*Exercise requirements*: Some lines in the entries contain the word "floor". Copy all of them.

*Dataset entries*:
◆ ◆ ◆ ◆ ◆ ◆ ◆

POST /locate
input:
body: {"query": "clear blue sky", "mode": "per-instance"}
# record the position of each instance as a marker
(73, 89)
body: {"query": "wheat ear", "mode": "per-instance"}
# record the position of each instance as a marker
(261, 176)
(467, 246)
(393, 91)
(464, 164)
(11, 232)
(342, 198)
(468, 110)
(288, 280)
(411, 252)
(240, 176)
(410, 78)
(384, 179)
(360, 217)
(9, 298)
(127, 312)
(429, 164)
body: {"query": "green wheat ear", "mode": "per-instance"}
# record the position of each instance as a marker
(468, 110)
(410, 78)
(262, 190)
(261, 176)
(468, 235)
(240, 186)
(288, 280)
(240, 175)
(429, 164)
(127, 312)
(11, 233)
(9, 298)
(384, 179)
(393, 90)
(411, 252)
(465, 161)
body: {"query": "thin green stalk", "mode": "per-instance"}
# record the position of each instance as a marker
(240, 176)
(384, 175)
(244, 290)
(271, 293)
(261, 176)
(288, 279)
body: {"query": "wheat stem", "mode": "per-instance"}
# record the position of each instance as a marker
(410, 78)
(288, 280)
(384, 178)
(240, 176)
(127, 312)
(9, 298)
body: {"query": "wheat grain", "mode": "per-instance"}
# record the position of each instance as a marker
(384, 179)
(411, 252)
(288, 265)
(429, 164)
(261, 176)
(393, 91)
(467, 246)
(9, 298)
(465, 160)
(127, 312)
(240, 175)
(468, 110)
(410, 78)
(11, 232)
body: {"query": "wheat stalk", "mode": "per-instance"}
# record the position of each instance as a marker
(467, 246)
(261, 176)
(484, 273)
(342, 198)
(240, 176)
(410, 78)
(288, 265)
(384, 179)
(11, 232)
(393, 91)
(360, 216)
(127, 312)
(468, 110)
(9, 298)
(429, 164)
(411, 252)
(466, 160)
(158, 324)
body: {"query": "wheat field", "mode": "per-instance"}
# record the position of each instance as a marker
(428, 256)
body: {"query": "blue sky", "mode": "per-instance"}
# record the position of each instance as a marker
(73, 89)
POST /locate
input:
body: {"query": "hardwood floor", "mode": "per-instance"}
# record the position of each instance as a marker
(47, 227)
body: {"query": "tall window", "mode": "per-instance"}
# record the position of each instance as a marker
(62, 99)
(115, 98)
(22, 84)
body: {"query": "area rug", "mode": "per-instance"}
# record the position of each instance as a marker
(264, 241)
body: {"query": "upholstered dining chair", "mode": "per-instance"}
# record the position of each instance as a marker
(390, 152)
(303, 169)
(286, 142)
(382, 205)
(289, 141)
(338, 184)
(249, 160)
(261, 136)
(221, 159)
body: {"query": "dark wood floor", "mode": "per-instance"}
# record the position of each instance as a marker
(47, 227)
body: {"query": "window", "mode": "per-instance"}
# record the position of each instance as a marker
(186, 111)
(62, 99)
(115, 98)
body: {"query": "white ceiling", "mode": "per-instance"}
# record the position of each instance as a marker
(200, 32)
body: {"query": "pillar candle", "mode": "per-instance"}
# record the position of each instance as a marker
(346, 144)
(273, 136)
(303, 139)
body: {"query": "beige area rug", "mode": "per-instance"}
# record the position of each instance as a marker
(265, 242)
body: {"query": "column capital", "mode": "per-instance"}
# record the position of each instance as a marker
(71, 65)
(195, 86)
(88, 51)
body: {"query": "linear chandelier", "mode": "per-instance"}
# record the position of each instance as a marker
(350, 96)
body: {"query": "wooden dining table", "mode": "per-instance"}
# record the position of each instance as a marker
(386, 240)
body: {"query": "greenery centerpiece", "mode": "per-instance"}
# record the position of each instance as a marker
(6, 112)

◆ ◆ ◆ ◆ ◆ ◆ ◆

*Response*:
body: {"query": "hardwood floor", "mode": "per-instance"}
body: {"query": "dark wood floor", "mode": "per-instance"}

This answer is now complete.